From a free coffee to a virus test, Naples helps its own

Author: Agencies

Naples is proud of its tradition of “caffe sospeso”, where a customer pays twice for a coffee so that someone less fortunate can have one for free.

Now this act of charity is being extended to coronavirus tests in the southern Italian city, where the health service is struggling to deal with a surge in new cases.

At San Severo Fuori Le Mura church, in one of the most densely packed areas of Naples, a local community organisation offers residents a chance to get a rapid swab test and anonymously donate another.

“It’s a high-risk area, because there are large family groups living in very small places, so the risk of contagion is very high,” said Angelo Melone, head of the non-profit group that runs the initiative.

Since they started two weeks ago, 1,000 people have been tested — 300 of them benefitting from the generosity of their fellow citizens.

“We Neapolitans have a big heart, in good and in bad times we share everything,” said local resident Giuseppina Puglise, after paying for an extra swab.

Moral duty

The pre-booked tests cost 18 euros ($21) each and are carried out by a team of three doctors and two nurses within the airy confines of the 16th-century church.

The money pays for the swabs themselves and the nurses, with the others volunteering for free.

Rapid tests are readily available across Italy, the first European country to be hit by the coronavirus, where it has now recorded more than 50,000 deaths.

####################

_Work to complete_. Continue the article on Naples' pay-it-forward coronavirus tests from where it stops.

_Data shown_.

####################

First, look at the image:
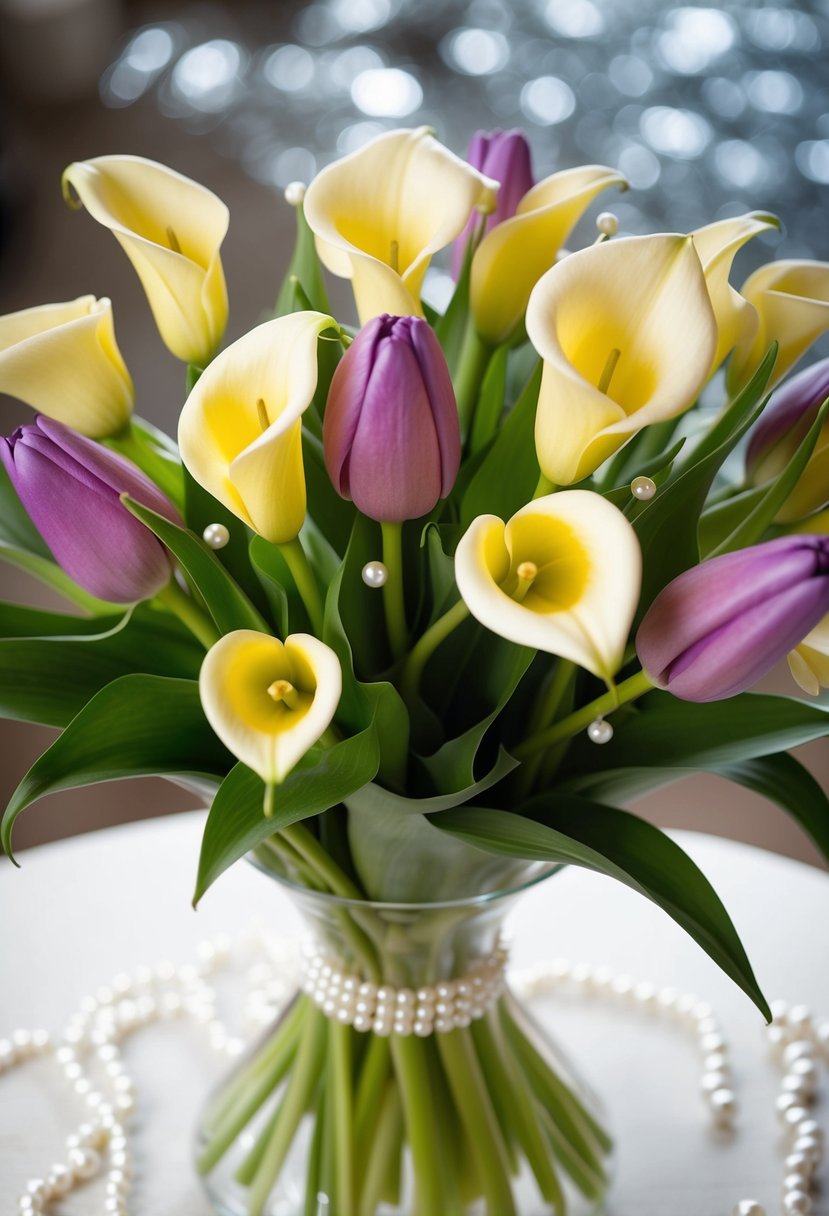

####################

_Response to the exercise_.
But they can be expensive. Such a test in a private clinic in Naples can cost between 30 and 45 euros, while a more accurate PCR test can cost 70 euros.

Antonio Campagna, a 33-year-old taxi driver with three children, has struggled in the economic crisis provoked by Italy’s national lockdown earlier this year.

“I heard that there was the possibility of a free test,” he told AFP.

“I would like to take advantage of this initiative, which I consider an act full of altruism.”

Italy’s economy has been battered by the pandemic, and the poorer southern regions are suffering particularly badly.

Unemployment in Naples last year was already double the national average, at 23.3 percent compared to 10 percent, according to national statistics agency Istat.

Locals here feel a sense of solidarity as they face up to the inevitable tough times ahead. After paying for an extra test, Luigi Parisi, a 32-year-old from Naples, said that helping others less fortunate was now “a civil and moral duty”.